[EXERCISE GOAL] Going through the data, count each line that has the word "Find". Reply with the total and nothing more.

[EXTRACTED INFORMATION]
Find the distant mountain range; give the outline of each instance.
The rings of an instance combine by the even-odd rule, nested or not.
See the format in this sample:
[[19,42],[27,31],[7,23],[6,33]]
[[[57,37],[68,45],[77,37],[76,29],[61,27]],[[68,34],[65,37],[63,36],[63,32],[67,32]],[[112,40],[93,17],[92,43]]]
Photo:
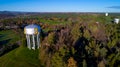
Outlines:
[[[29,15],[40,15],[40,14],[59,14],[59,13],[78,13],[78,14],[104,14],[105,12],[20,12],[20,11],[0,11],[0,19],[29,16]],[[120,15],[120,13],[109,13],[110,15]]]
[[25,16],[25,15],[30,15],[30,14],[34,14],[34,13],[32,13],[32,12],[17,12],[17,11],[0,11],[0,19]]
--
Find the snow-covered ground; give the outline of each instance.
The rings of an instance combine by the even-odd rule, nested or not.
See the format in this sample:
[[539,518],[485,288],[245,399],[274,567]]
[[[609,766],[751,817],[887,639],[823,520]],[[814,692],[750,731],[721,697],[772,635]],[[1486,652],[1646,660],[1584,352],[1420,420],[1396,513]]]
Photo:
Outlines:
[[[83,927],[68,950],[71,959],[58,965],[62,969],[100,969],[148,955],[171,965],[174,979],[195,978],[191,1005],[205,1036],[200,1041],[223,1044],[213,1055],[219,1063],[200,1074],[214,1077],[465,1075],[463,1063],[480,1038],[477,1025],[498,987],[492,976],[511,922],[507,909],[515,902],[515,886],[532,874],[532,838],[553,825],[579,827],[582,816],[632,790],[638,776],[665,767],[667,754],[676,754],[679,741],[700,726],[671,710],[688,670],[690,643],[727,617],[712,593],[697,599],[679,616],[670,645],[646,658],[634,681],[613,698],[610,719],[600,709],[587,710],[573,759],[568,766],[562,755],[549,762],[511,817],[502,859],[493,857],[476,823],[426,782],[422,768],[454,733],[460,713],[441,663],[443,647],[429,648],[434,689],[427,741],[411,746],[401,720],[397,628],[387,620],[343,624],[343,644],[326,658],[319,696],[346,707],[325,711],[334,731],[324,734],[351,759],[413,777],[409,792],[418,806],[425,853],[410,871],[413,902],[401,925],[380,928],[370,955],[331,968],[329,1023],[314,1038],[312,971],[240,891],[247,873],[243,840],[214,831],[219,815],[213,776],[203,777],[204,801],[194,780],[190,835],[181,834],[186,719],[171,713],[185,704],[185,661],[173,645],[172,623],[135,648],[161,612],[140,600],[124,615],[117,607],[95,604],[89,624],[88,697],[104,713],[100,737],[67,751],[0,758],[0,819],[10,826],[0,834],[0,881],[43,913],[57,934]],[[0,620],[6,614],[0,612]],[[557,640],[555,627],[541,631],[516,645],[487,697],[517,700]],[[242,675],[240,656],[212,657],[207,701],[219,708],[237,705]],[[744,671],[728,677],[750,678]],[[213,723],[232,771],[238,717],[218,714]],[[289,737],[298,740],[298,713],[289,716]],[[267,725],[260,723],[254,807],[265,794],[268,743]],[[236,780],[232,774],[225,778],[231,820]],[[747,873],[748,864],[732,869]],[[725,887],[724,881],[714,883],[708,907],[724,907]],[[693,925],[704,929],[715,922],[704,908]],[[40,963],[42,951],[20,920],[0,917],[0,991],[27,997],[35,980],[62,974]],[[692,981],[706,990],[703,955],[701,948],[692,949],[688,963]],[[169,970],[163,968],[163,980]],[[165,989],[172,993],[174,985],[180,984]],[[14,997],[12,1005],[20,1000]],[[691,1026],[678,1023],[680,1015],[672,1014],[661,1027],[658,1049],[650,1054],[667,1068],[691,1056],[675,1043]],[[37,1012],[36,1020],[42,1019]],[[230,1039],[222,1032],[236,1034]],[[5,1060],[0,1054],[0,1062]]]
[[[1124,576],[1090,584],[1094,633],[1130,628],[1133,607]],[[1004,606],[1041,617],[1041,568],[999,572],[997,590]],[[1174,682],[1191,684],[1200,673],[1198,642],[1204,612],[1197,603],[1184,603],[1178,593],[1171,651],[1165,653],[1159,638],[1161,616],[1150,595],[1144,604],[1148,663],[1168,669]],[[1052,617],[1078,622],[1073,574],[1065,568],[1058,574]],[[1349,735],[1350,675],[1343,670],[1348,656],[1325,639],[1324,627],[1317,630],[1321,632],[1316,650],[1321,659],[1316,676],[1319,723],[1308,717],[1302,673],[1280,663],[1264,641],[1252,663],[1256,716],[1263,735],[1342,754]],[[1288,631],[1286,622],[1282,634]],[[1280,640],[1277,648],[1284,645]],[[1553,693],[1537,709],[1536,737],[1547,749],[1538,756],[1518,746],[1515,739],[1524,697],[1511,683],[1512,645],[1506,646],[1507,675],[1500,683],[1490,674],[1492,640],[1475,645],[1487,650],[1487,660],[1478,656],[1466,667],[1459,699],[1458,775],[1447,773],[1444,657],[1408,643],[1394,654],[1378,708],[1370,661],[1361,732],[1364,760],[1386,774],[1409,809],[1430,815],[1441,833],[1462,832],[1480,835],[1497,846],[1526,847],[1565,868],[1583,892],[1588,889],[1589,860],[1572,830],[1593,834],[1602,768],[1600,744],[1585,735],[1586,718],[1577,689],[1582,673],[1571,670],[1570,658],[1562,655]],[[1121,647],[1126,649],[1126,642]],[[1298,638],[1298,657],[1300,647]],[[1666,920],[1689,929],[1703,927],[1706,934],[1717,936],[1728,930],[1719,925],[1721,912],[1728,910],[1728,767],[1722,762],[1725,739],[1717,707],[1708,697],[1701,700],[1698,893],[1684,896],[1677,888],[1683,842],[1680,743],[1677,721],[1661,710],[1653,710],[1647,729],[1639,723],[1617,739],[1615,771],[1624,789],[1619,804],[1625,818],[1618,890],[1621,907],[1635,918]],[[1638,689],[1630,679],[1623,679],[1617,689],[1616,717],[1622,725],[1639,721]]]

[ANSWER FOR THE TASK] 2